Supplied passage ▸
A group of Oscar winners will bring real-life stories to the screen at this year’s Cinema of World section of the Dubai International Film Festival (Diff), which kicks off on December 10.

Leading the pack will be Oscar-winner Reese Witherspoon’s Wild, which premiered at the London Film Festival on Monday. The film, which Witherspoon called one of her most challenging roles, is based on bestselling author Cheryl Strayed’s adventure hiking more than a thousand miles along the Pacific Crest Trail — a hiking route which goes from the US border with Canada to the border with Mexico, passing through the states of California, Oregon, and Washington — on her own.

Academy Award nominated director Bennett Miller best known for his features Moneyball (2011) and Capote (2005) will have his Foxcatcher screened. The true crime and sports drama recounts the tragic story of wrestling champions Mark and Dave Schultz, played by Channing Tatum and Mark Ruffalo and their encounter with multi-millionaire coach John du Pont, played by comedian Steve Carell in a dramatic role.

Benedict Cumberbatch plays Alan Turing, the genius British mathematician, logician, cryptologist and computer scientist who led the charge to crack the German Enigma Code that helped the Allies win the Second World War in The Imitation Game. He is joined by Keira Knightley, who picked up the The People’s Choice Award at the Toronto International Film Festival this year.

Then there’s Benicio del Toro playing notorious Columbian drug lord Pablo Escobar in Escobar: Paradise Lost. Told through the eyes of a Canadian surfer played Hunger Games hunk Josh Hutcherson, the film looks at the final years of Escobar’s brutal reign.

Dataset content ▸
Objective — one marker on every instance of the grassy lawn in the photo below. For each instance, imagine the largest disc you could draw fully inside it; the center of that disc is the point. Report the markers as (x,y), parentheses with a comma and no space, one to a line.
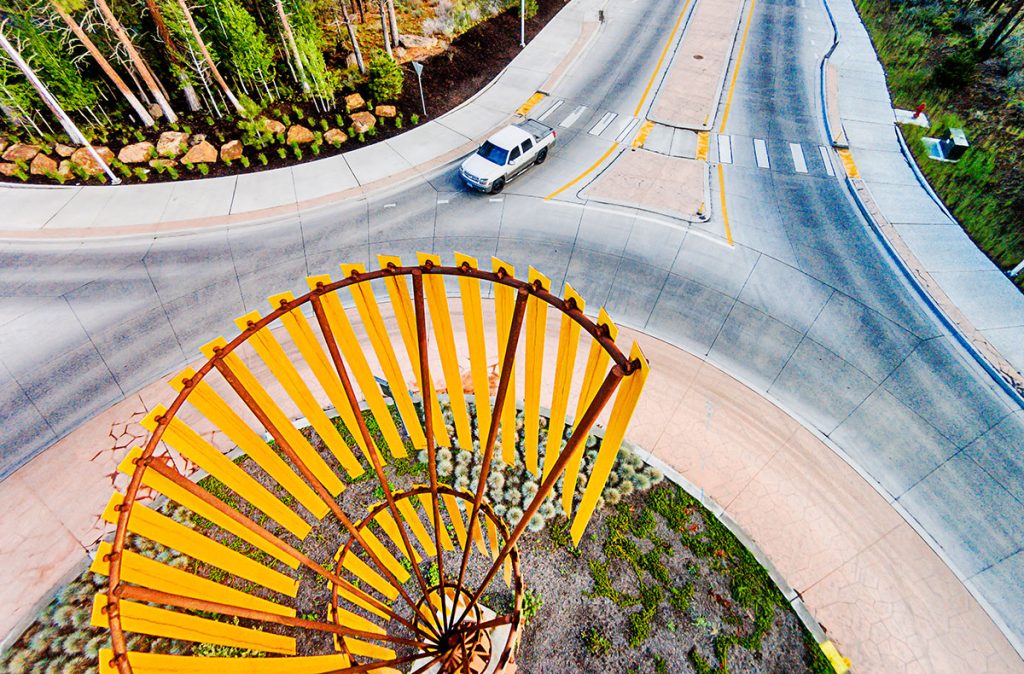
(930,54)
==
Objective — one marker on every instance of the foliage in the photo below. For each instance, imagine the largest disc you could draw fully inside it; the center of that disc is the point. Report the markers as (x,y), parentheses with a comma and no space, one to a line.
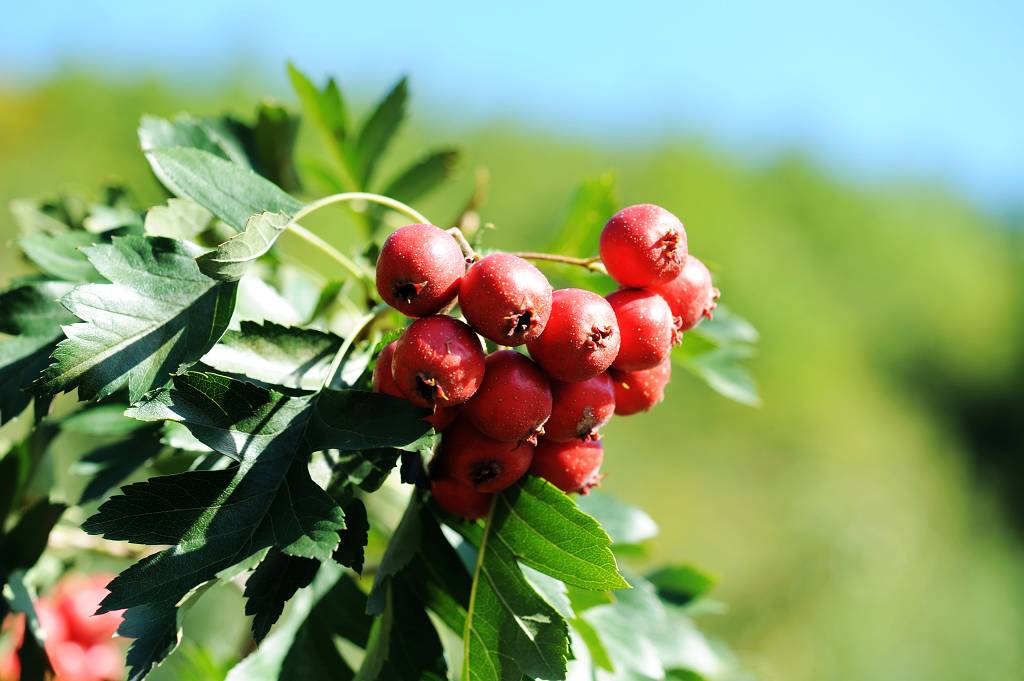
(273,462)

Tasks to carry out ▸
1. In the Dubai film festival piece, who plays John du Pont in Foxcatcher?
2. Please carry on the Dubai film festival piece from its final sentence.

Answers for the tasks ▸
1. Steve Carell

2.
Mommy, which won the Jury Prize at the Cannes Film Festival, by Xavier Dolan, is Canada’s entry for the Oscars in the Best Foreign Language category. The film follows a widowed single mother who finds herself burdened with the custody of her 15-year-old ADHD son.

Actor Paul Bettany makes his writer-director debut with Shelter; a drama which follows Hannah (Jennifer Connelly) and Tahir (Anthony Mackie) who come from two different worlds and end up homeless on the streets of New York.

Other films include Wild Tales, Argentina’s entry to the Oscars; Black Souls, a Godfather-like drama by Italian director Francesco Munzi; Samba by directors Olivier Nakache and Eric Toledano; Indian writer-director Chaitanya Tamhane’s debut feature film Court; Pakistani director Afia Nathaniel’s road trip thriller Dukhtarad; British writer-director Guy Myhill’s debut coming-of-age feature The Goob and These Are The Rules by Croatian writer-director Ognjen Svilicic, about a tragedy that consumes an ordinary family.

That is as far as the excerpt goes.